■ Objective: Rescale the material from the line containing "Keypoint placement rule: for each instance of the cloud, put" through the end, including both ends. Rewrite every line in that span, multiply each point coordinate by 2.15, round to whole numbers with halves going up, and leave all other text unchanged.

■ Records supplied:
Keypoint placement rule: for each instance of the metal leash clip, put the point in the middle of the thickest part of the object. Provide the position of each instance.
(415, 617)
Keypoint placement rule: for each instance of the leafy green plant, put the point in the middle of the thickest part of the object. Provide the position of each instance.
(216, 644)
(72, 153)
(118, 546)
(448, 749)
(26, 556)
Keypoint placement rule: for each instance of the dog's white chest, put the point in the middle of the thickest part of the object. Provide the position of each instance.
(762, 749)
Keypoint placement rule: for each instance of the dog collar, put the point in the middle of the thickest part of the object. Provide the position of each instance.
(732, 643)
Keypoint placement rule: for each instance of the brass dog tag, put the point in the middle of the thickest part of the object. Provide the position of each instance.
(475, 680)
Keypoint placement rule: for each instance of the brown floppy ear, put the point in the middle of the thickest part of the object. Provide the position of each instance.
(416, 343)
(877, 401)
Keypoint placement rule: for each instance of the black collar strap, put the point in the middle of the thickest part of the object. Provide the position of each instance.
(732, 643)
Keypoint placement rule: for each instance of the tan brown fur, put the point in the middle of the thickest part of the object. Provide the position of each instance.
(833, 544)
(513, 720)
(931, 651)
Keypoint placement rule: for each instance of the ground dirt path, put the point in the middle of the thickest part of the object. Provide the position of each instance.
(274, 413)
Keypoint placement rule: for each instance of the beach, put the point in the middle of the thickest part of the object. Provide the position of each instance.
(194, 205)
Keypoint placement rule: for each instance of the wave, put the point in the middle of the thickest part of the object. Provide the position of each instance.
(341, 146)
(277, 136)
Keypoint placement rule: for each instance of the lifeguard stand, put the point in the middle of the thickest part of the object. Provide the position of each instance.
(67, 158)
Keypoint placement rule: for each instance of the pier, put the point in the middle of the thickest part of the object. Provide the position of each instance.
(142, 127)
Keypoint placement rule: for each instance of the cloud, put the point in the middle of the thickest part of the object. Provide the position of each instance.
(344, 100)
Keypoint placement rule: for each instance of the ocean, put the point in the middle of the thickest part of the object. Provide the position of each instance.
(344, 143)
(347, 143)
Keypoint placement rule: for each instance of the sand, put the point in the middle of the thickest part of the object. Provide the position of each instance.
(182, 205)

■ Result for this task:
Keypoint placement rule: for each instance of the cloud, put the point in the middle of the thickest part of the object. Provide the position of each instance.
(740, 215)
Keypoint placement rule: for each instance of the ocean, put the point in the middle of the thickest part of the object. Provide the position of each instance.
(740, 307)
(746, 307)
Keypoint placement rule: for each instance of the sand, put the point in the middle of the thickest part of the object. Provide the position of each instance.
(391, 441)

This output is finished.